## Your assignment
Your task is to return all the entries below exactly, with every picture omitted.

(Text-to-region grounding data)

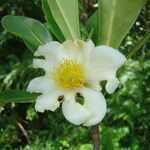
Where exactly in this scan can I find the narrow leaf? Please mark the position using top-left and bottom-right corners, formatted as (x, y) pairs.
(86, 11), (98, 44)
(1, 15), (52, 52)
(47, 0), (81, 40)
(97, 0), (146, 48)
(0, 90), (40, 104)
(42, 0), (65, 42)
(127, 32), (150, 59)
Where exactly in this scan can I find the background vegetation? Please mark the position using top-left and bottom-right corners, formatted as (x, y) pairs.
(0, 0), (149, 149)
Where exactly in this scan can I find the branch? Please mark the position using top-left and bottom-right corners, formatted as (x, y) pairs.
(91, 124), (100, 150)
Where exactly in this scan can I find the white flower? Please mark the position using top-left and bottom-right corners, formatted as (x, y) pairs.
(27, 40), (126, 126)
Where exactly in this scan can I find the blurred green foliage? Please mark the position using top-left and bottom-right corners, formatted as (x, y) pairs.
(0, 0), (150, 149)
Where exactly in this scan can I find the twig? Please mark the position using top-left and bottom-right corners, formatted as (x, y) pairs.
(91, 124), (100, 150)
(17, 122), (31, 145)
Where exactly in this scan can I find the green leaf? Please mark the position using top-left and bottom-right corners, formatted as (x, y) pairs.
(42, 0), (65, 42)
(97, 0), (146, 47)
(86, 11), (98, 44)
(1, 15), (52, 52)
(127, 32), (150, 59)
(0, 90), (40, 104)
(47, 0), (81, 40)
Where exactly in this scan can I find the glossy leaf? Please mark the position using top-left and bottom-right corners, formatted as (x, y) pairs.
(98, 0), (147, 48)
(1, 15), (52, 52)
(47, 0), (81, 40)
(0, 90), (40, 104)
(42, 0), (65, 42)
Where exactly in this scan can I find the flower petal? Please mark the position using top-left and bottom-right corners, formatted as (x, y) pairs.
(35, 91), (60, 112)
(88, 45), (126, 81)
(79, 88), (106, 126)
(61, 39), (95, 63)
(33, 59), (53, 74)
(87, 45), (126, 93)
(27, 76), (55, 94)
(62, 93), (91, 125)
(105, 77), (120, 94)
(34, 41), (61, 59)
(86, 81), (102, 92)
(34, 41), (67, 69)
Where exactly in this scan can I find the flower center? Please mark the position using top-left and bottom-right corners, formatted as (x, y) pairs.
(52, 59), (85, 90)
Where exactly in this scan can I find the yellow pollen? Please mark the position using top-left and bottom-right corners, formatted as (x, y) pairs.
(52, 59), (85, 90)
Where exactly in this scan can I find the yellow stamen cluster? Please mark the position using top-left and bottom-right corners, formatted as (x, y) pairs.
(52, 59), (85, 90)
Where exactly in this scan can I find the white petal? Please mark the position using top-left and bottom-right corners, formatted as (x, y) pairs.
(86, 39), (95, 50)
(106, 77), (120, 94)
(79, 88), (107, 126)
(34, 41), (61, 59)
(86, 81), (102, 92)
(27, 76), (55, 94)
(62, 93), (91, 125)
(35, 91), (60, 112)
(87, 45), (126, 81)
(33, 59), (53, 74)
(79, 39), (95, 55)
(61, 39), (95, 63)
(34, 41), (67, 67)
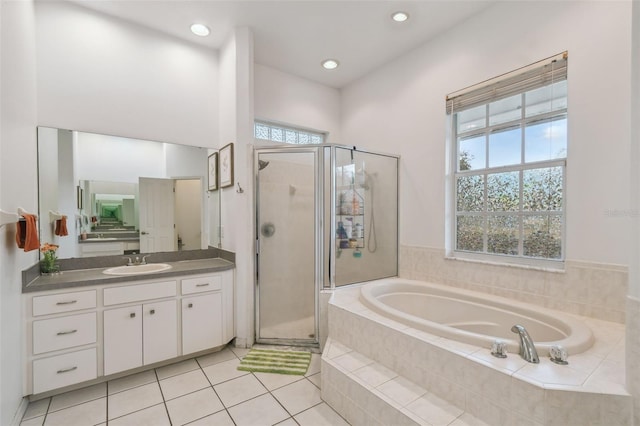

## Exercise output
Where exactly in this scan can I find the narrow leaf? Please mark the position using top-left and bottom-right corners, formatted as (x, y) pairs.
(86, 11), (98, 44)
(1, 15), (52, 52)
(47, 0), (81, 40)
(97, 0), (146, 48)
(0, 90), (40, 104)
(42, 0), (65, 42)
(127, 32), (150, 59)
Where exactly in this scan can I find the background vegetation? Please mark the position using top-left and bottom-right corners, formatted as (x, y) pairs.
(0, 0), (149, 149)
Where exactly in this scan can I find the branch? Please mark the position using top-left and bottom-right corners, formatted as (x, y) pairs.
(91, 124), (100, 150)
Where exactly in this scan can I find the white flower? Please mark the position using top-left and bottom-right corners, formatted as (x, y) pairs.
(27, 40), (126, 126)
Where exactly in this scan can I find the blurred green foliage? Please mark the position using top-left and bottom-right corners, formatted as (x, y) pairs.
(0, 0), (150, 149)
Where exactly in this scan can I find the twig? Please mark the position using top-left and bottom-right corners, formatted as (x, y) pairs.
(91, 124), (100, 150)
(17, 122), (31, 145)
Where exactly in this scan can I find the green leaf? Please mark the position using top-left and bottom-right corners, formatted as (x, y) pairs.
(42, 0), (65, 42)
(97, 0), (146, 47)
(86, 11), (98, 44)
(1, 15), (52, 52)
(127, 32), (150, 59)
(0, 90), (40, 104)
(47, 0), (81, 40)
Where exactly in this scan can I find the glossy leaf? Please mark the position using top-left and bottom-right corners, formatted as (x, y) pairs.
(98, 0), (147, 48)
(1, 15), (52, 52)
(47, 0), (81, 40)
(0, 90), (40, 104)
(42, 0), (65, 42)
Where exactly in this scan can I find the flower petal? Please mark the position using top-left and bottom-right corners, formatted as (x, y) pairs.
(35, 91), (60, 112)
(88, 45), (126, 81)
(79, 88), (106, 126)
(61, 39), (95, 63)
(33, 59), (53, 74)
(87, 45), (126, 93)
(27, 76), (55, 94)
(62, 93), (91, 125)
(105, 77), (120, 94)
(34, 41), (61, 59)
(86, 81), (102, 92)
(34, 41), (67, 69)
Where exactly in this scan can I find the flower center? Please mark the position using top-left and bottom-right corners, formatted as (x, y) pairs.
(52, 59), (85, 90)
Where exactly in this scan can I find the yellow pollen? Please mark the position using top-left and bottom-right corners, formatted as (x, y) pairs.
(52, 59), (85, 90)
Where exactly in this scan can I find the yellow stamen cluster? Please mark the position using top-left and bottom-right corners, formatted as (x, y) pairs.
(52, 59), (85, 90)
Where exactly in this scan can I find the white petal? Please mark the position using top-left and bottom-right corners, formatted as (x, y) pairs.
(86, 39), (95, 50)
(106, 77), (120, 94)
(79, 88), (107, 126)
(34, 41), (61, 59)
(86, 81), (102, 92)
(27, 76), (55, 94)
(62, 93), (91, 125)
(35, 91), (60, 112)
(87, 45), (126, 81)
(33, 59), (53, 74)
(79, 39), (95, 55)
(61, 39), (95, 63)
(34, 41), (67, 67)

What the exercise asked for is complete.